_Goals:_
• A. Translate this sentence from the blog excerpt into Spanish: "It's really hard since there's no manual for it and each child is different from the other."
• B. Write out the part of the blog excerpt from "Ten years ago I was" up to and including "founder of Titikpilipino.com.", word for word.
• C. According to the blog excerpt, how many years has the writer been married?

_Given text:_
——————

Ten years ago I was heartbroken, became an ice queen (Elsa isdatu?), eventually started dating again, kissed a few frogs and eventually found my prince (there is a lot of hope!). I had actually given up, but you know you just really need to trust God and allow Him to write your love story. How Sweetie found me was an extraordinary experience even though we met at an event and I ended up fan-girling when I found out that he was the founder of Titikpilipino.com.
Friendship though was key. We became best friends even before we thought about love (we were actually dating other people!) and things just rolled up nicely. We've been married for 5 years now and ten years ago I never even thought I'd eventually get married (busy sa career at bitter ocampo!). God would really find you the right (and the best) one if you allow Him to.
When God Writes Your Love Story (part 1)
When God Writes Your Love Story (part 2)
The Perfect Proposal
The Wedding Day
Ahhh, one of the most difficult roles I play in life is being a parent. Ang hirap! It's really hard since there's no manual for it and each child is different from the other. I will not have it in any other way though and I'm happy that I over-achieved and had Miguel at the young age of 17 (while all my batch mates are slaving away for their kids I'd be retiring in a few year!). It's not been easy though since you really have to work on things all the time.

——————

_Given information:_

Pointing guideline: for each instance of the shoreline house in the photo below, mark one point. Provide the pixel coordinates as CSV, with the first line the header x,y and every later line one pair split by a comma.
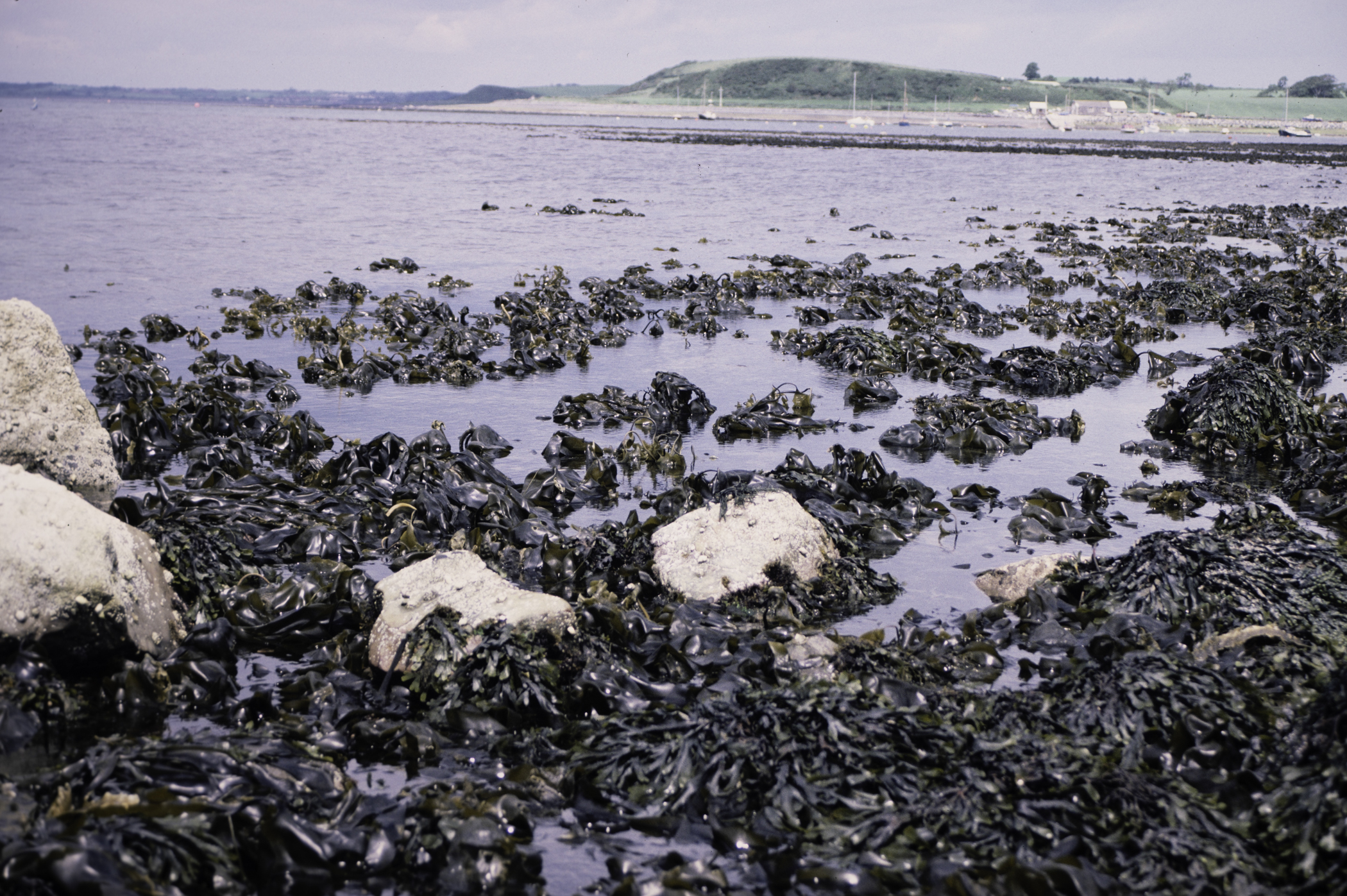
x,y
1098,107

——————

_Results of the exercise:_
• A. Es realmente difícil, ya que no hay un manual para ello y cada hijo es diferente de los demás.

• B.
Ten years ago I was heartbroken, became an ice queen (Elsa isdatu?), eventually started dating again, kissed a few frogs and eventually found my prince (there is a lot of hope!). I had actually given up, but you know you just really need to trust God and allow Him to write your love story. How Sweetie found me was an extraordinary experience even though we met at an event and I ended up fan-girling when I found out that he was the founder of Titikpilipino.com.

• C. Five years.